What this task involves: Show the lines below where "cabinet" occurs.

Records supplied:
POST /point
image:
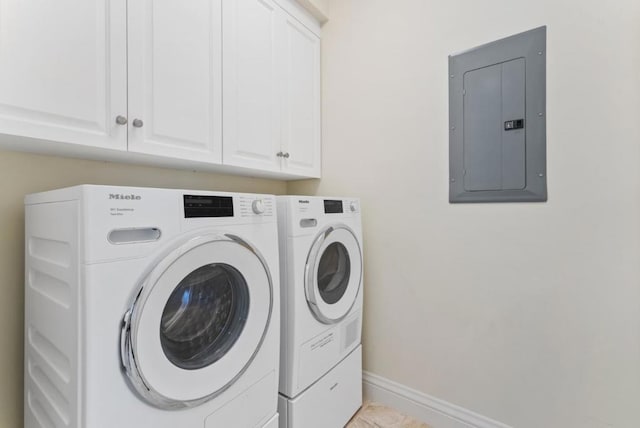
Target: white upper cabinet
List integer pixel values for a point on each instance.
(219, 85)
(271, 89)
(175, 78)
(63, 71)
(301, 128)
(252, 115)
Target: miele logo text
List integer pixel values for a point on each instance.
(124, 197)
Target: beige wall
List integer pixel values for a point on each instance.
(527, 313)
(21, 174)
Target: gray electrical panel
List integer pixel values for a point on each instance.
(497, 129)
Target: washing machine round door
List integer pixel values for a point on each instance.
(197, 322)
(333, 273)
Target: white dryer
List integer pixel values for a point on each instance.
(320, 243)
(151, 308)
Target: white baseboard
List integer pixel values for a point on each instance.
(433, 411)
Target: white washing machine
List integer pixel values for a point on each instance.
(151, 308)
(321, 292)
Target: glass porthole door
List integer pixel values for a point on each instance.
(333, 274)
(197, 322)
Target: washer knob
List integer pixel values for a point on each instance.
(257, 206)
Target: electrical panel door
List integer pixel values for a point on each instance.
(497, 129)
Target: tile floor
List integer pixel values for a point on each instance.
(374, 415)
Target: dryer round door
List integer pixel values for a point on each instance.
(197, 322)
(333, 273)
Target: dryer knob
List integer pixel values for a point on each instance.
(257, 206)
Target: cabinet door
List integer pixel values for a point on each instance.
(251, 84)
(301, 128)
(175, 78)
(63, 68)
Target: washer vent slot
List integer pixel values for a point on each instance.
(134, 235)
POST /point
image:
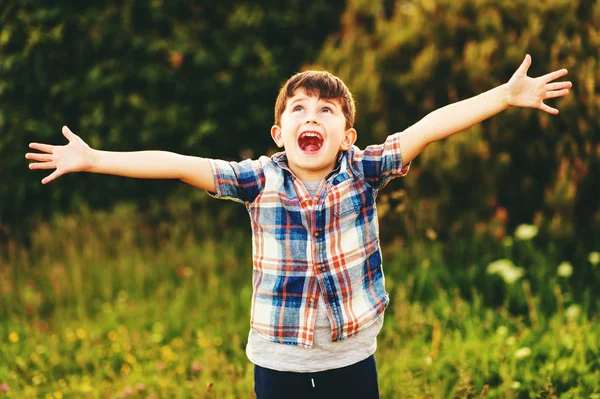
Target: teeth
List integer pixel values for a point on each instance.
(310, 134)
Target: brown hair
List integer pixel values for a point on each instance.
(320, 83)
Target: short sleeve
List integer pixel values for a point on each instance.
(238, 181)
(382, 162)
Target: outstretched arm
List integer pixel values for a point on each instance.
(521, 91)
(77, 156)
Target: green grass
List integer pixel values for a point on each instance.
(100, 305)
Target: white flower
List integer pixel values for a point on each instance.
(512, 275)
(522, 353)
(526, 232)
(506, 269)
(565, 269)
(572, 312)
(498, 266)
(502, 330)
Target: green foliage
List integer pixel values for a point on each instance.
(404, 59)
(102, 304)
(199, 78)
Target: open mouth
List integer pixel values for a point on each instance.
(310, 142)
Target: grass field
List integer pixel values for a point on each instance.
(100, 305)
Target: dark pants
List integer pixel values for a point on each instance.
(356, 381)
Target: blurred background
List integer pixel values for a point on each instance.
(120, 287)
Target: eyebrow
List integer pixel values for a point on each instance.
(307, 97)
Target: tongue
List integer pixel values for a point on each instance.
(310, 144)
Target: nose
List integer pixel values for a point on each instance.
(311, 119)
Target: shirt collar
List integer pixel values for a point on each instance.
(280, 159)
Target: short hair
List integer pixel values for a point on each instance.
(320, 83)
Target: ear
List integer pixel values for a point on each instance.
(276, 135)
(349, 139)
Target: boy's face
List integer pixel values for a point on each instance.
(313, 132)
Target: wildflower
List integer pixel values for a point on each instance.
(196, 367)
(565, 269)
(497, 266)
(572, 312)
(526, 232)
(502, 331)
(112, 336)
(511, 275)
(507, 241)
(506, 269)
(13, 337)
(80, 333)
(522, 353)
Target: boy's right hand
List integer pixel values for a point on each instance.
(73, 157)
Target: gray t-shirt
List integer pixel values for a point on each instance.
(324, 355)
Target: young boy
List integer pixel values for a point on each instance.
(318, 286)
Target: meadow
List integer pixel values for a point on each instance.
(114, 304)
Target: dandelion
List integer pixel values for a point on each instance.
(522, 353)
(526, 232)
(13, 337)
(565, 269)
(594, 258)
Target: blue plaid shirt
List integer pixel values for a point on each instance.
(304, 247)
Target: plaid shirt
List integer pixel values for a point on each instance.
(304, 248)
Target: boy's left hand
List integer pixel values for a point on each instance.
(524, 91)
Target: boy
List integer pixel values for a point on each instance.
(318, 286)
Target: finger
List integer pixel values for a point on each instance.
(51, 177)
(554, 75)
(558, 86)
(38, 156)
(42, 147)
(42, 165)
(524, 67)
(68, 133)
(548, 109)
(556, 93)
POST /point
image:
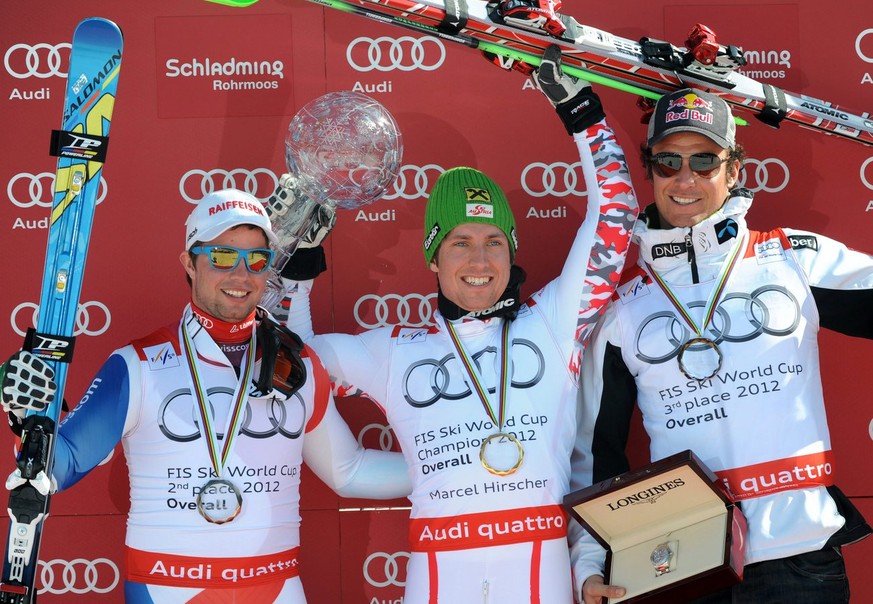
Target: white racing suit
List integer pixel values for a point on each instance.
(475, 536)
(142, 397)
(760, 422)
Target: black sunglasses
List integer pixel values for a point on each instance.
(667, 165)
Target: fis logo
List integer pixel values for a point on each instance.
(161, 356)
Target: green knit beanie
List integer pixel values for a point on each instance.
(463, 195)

---

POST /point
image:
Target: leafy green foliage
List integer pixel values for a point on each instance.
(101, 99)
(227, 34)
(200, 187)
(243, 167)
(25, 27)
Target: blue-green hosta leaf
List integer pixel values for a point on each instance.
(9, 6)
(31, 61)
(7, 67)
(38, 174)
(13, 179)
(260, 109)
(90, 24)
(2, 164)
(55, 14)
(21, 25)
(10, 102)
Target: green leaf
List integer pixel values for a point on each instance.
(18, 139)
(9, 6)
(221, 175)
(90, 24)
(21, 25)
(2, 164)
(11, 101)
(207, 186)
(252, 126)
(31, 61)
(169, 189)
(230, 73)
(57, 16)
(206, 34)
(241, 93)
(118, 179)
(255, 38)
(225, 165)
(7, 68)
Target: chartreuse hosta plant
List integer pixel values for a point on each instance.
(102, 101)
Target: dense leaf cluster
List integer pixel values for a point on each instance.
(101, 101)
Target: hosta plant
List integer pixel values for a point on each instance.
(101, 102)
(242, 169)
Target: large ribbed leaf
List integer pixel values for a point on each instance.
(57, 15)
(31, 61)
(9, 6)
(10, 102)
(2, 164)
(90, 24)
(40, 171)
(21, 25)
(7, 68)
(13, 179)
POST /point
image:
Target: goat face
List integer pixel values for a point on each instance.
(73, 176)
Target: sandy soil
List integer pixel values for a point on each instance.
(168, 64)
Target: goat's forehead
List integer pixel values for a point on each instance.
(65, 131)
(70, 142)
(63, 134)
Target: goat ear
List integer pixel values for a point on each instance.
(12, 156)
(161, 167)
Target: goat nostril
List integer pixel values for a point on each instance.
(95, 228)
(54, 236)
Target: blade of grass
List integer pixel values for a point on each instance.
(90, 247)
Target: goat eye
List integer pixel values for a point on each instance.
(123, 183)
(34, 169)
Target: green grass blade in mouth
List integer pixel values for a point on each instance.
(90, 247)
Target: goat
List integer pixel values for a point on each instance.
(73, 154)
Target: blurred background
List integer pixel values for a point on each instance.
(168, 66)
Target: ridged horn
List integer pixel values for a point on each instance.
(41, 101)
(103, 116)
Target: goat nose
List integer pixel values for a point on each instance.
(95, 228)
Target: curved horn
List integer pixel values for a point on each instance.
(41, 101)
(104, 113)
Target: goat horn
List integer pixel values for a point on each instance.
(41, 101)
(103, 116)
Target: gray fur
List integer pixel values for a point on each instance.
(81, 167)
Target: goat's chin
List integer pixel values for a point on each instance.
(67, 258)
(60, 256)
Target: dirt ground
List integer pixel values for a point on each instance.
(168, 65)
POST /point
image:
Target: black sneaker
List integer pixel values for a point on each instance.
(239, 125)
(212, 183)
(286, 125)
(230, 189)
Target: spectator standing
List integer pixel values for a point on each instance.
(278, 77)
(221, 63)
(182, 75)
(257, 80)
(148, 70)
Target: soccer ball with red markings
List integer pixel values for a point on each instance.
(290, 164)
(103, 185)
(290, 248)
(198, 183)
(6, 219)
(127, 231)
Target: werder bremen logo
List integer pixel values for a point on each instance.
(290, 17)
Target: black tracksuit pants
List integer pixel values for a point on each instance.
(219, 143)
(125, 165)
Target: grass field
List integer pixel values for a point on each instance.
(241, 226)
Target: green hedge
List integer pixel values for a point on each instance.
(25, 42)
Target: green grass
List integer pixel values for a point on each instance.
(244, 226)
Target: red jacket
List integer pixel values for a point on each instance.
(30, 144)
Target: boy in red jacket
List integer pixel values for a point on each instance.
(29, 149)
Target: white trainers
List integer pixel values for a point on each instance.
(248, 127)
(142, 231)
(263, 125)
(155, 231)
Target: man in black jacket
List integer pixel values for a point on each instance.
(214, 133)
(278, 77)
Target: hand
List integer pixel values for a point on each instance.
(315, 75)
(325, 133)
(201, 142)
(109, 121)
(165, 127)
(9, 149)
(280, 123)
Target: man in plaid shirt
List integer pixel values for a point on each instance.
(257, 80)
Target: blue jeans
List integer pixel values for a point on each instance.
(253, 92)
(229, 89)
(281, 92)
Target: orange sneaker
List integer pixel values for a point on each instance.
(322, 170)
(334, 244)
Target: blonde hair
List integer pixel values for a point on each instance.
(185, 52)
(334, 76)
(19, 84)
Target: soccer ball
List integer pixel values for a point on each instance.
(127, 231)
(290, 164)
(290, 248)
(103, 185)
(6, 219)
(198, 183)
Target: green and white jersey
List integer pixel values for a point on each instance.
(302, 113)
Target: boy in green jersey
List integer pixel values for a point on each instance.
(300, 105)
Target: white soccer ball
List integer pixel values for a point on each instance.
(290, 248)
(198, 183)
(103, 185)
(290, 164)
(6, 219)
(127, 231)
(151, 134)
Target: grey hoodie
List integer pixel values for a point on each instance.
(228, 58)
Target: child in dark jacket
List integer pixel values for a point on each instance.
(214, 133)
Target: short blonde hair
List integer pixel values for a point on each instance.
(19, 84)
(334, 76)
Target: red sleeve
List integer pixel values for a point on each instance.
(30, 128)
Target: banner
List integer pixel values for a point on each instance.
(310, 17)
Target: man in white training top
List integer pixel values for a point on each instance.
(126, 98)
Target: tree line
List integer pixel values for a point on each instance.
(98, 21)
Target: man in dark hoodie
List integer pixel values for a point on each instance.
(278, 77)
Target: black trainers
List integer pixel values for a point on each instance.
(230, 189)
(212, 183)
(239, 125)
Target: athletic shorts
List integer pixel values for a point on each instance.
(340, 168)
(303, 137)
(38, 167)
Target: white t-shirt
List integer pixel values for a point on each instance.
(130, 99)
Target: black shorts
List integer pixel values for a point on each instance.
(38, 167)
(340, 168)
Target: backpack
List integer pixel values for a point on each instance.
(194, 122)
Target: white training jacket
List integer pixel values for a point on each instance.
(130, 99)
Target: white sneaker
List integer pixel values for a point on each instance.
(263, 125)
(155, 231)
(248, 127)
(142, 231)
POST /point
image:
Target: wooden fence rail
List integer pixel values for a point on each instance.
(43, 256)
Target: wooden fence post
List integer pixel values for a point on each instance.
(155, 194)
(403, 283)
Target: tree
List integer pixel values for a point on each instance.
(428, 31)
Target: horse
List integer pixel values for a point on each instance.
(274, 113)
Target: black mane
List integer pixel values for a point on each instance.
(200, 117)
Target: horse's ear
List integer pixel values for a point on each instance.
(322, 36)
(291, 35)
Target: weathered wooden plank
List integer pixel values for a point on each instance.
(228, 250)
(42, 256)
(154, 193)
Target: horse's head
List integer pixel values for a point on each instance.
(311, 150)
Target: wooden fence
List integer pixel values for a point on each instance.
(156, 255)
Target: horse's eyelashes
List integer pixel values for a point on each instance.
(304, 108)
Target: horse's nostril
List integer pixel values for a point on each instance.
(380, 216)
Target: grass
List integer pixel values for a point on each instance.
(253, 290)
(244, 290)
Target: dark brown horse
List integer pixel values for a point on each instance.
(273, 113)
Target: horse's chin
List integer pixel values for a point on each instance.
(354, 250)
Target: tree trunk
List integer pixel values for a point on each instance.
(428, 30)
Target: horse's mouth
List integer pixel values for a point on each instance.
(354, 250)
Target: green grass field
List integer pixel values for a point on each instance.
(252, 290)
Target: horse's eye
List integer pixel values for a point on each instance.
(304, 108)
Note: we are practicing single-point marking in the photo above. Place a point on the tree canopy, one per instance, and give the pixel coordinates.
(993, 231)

Answer to the exercise:
Target: white upper cabinet
Target: cabinet door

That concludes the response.